▼
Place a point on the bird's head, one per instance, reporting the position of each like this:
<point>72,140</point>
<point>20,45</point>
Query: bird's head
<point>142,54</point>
▲
Repeat every entry above in full, requests included, shifting each coordinate in the answers up by 24. Leave the numbers in the requests and their format samples as they are.

Place a point on the bird's head, one per instance, reporting the position of each like this:
<point>72,140</point>
<point>20,45</point>
Query: bird's head
<point>166,78</point>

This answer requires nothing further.